3. Chain Flow (PCTF: Chain)

graph TD
    A[User Task] --> B[Phase 1: Parallel Spawn]
    B --> C[Agent A: Simplicity]
    B --> D[Agent B: Speed]
    B --> E[Agent C: Robustness]
    C --> F[Phase 2: Cross-Evaluation]
    D --> F
    E --> F
    F --> G[6 Evaluation Reports]
    G --> H[Phase 3: Self-Scoring]
    H --> I[3 Scorecards]
    I --> J[Phase 4: Final Delivery]
    J --> K[Best Solution]

Phase 1: Parallel Implementation

Agent Prompt Template:

role: "Expert Software Engineer"
focus: "{{agent_focus}}"  # Simplicity / Speed / Robustness
task: "{{task_description}}"
constraints:
  - Complete runnable code in implementation/
  - Checklist.md with ALL items checked
  - SUMMARY.md with competitive advantages
  - Must differ from other agents' approaches

linter_rules:
  - code_compiles: true
  - tests_pass: true
  - no_todos: true
  - documented: true

assertions:
  - implementation/main.* exists
  - tests exist and pass
  - Checklist.md is complete
  - SUMMARY.md explains unique approach

Phase 2: Cross-Evaluation

Evaluation Prompt Template:

evaluator: "Agent {{from}}"
target: "Agent {{to}}"
task: "Objectively prove your solution is superior"

dimensions:
  simplicity:
    weight: 20
    metrics:
      - lines_of_code: count
      - cyclomatic_complexity: calculate
      - readability_score: 1-10
  
  speed:
    weight: 25
    metrics:
      - time_complexity: big_o
      - space_complexity: big_o
      - benchmark_results: run_if_possible
  
  stability:
    weight: 25
    metrics:
      - error_handling_coverage: percentage
      - resource_cleanup: check
      - fault_tolerance: test
  
  corner_cases:
    weight: 20
    metrics:
      - input_validation: comprehensive
      - boundary_conditions: covered
      - edge_cases: tested
  
  maintainability:
    weight: 10
    metrics:
      - documentation_quality: 1-10
      - code_structure: logical
      - extensibility: easy/hard

assertions:
  - evaluation is objective with data
  - specific code snippets cited
  - numeric scores provided
  - persuasion argument is data-driven

Phase 3: Objective Scoring

Scoring Prompt Template:

agent: "Agent {{name}}"

[Stored data entries]
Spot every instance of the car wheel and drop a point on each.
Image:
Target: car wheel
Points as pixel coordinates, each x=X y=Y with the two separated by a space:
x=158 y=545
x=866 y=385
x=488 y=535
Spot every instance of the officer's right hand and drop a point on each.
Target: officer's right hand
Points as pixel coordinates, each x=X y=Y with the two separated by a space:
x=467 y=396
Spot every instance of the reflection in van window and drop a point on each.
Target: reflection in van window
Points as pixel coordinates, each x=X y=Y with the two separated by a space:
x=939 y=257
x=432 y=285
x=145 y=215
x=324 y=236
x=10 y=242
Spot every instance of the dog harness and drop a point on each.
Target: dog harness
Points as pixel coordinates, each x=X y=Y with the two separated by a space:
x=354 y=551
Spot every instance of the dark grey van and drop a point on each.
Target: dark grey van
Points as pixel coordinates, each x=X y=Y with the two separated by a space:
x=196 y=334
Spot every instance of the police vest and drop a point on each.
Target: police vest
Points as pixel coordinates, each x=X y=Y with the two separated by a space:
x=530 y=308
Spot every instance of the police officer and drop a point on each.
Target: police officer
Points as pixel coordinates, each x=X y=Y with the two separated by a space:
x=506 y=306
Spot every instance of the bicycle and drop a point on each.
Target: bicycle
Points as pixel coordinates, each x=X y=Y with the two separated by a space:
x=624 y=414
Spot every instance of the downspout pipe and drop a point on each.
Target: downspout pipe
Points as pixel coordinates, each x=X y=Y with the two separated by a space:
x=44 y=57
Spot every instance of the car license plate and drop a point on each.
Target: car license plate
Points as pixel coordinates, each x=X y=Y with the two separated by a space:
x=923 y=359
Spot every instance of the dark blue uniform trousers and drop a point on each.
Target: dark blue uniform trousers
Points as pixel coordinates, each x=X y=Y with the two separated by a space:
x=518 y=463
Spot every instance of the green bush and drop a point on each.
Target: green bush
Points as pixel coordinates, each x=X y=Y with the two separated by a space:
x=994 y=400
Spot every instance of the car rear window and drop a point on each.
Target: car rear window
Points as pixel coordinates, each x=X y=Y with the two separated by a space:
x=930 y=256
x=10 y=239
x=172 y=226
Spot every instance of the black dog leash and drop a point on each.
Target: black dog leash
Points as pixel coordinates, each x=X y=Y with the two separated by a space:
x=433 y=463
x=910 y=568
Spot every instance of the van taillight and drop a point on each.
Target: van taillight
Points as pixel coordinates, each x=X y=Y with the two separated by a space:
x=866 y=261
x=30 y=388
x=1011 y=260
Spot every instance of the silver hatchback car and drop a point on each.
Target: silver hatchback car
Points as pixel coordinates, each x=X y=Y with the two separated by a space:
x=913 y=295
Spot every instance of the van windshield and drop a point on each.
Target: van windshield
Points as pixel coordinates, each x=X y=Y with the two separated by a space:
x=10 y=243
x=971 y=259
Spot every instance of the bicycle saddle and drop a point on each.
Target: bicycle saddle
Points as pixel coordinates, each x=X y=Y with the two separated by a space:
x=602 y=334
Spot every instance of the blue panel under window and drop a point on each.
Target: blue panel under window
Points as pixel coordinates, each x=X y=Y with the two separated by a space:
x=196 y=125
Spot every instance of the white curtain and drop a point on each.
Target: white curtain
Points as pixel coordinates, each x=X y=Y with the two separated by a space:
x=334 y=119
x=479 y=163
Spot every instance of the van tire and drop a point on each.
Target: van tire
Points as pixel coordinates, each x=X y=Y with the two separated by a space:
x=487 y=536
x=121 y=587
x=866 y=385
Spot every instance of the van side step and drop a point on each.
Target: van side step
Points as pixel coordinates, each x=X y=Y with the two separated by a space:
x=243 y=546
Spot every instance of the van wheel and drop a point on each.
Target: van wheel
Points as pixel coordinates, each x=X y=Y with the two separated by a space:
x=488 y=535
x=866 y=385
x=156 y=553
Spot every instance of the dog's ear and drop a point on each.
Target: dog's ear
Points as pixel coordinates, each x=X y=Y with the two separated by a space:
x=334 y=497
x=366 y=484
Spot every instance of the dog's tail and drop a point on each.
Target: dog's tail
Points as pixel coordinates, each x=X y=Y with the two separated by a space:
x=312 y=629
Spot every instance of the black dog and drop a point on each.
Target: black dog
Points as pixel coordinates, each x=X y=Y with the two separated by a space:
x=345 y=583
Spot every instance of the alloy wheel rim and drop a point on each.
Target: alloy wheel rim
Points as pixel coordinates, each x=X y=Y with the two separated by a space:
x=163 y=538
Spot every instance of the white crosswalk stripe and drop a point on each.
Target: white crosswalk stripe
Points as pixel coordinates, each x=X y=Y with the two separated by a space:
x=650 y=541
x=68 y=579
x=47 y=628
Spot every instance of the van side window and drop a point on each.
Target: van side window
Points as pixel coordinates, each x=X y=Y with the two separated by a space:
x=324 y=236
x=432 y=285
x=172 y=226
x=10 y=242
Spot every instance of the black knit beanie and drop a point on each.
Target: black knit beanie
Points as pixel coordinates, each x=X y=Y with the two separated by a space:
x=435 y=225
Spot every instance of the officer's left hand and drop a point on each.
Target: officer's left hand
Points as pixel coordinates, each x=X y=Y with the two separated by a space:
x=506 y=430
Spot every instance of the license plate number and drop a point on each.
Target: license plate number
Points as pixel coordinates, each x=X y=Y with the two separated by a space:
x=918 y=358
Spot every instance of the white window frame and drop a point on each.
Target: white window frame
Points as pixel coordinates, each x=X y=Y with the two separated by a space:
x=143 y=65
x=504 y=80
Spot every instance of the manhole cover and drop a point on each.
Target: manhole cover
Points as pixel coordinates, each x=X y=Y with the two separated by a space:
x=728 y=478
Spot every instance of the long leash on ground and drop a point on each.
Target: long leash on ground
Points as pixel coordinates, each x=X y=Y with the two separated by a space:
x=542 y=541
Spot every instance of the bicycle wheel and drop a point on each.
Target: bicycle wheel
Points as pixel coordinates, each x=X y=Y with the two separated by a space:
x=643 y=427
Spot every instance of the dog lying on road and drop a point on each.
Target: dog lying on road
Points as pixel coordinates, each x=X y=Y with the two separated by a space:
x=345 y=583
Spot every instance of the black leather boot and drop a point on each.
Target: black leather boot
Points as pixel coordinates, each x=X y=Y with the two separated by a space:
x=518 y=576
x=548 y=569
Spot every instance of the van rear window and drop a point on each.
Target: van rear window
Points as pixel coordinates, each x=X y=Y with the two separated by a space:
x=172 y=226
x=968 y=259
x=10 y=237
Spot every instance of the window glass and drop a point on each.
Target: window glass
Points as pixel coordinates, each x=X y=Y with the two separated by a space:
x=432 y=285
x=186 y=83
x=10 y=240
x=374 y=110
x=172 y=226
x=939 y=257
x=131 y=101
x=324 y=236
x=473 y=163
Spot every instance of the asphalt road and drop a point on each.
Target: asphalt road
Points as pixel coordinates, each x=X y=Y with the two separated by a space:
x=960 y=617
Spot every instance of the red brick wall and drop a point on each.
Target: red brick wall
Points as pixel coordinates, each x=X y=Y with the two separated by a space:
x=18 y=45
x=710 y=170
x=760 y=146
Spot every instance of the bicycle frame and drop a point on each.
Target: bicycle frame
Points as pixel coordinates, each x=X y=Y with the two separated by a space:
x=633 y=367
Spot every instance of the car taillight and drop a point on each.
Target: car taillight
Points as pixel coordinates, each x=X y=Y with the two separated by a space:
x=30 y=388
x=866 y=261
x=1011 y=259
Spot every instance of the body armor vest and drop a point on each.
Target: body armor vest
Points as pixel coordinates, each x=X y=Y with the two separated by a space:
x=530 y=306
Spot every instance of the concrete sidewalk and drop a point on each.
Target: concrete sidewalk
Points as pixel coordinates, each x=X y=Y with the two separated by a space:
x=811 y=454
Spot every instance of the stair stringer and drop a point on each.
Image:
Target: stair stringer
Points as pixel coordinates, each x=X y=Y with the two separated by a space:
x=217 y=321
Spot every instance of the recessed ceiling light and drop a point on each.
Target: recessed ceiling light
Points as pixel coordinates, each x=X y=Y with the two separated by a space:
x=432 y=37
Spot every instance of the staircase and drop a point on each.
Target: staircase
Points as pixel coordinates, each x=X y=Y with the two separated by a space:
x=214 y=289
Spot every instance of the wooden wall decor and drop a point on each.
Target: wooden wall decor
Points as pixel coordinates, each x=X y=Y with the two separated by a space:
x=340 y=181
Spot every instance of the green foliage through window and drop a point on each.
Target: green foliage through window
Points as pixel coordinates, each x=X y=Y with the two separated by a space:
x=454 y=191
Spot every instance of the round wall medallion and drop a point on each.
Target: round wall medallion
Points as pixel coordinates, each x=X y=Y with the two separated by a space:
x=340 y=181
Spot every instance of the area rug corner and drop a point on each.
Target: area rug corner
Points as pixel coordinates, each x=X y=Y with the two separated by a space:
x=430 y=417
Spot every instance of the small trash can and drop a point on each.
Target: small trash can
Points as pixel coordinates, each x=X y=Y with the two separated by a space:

* WORK INSTRUCTION 1: In the Chain Flow text, what focus does each of the three agents in Phase 1 have?
* WORK INSTRUCTION 2: Translate the task line "Objectively prove your solution is superior" from the Chain Flow text into Spanish.
* WORK INSTRUCTION 3: Continue the Chain Flow text from the point where it stops.
These entries are separate material and not part of the Chain Flow text.

* ANSWER 1: Agent A focuses on simplicity, Agent B on speed, and Agent C on robustness.

* ANSWER 2: Demuestra objetivamente que tu solución es superior.

* ANSWER 3:
task: "Fairly score yourself and competitors"

self_evaluation:
  - dimension: simplicity
    max: 20
    score: "{{self_score}}"
    justification: "{{why}}"
  
  - dimension: speed
    max: 25
    score: "{{self_score}}"
    justification: "{{why}}"
  
  - dimension: stability
    max: 25
    score: "{{self_score}}"
    justification: "{{why}}"
  
  - dimension: corner_cases
    max: 20
    score: "{{self_score}}"
    justification: "{{why}}"
  
  - dimension: maintainability
    max: 10
    score: "{{self_score}}"
    justification: "{{why}}"

peer_evaluation:
  - target: "Agent {{other}}"
    scores: "{{numeric_scores}}"
    comparison: "{{objective_comparison}}"

final_conclusion:
  best_implementation: "[A/B/C/Mixed]"
  reasoning: "{{data_driven_justification}}"
  recommendation: "{{delivery_strategy}}"

assertions:
  - all scores are numeric
  - justifications are specific
  - no inflation or bias
  - conclusion is evidence-based

Phase 4: Final Delivery

Decision Logic:

def select_winner(scores):
    """
    Select final solution based on competitive scores
    """
    margins = calculate_score_margins(scores)
    
    if margins.winner - margins.second > 15:
        # Clear winner
        return SingleWinner(scores.winner)
    elif margins.winner - margins.second > 5:
        # Close competition, consider hybrid
        return HybridSolution(scores.top_two)
    else:
        # Very close, pick simplest
        return SimplestImplementation(scores.all)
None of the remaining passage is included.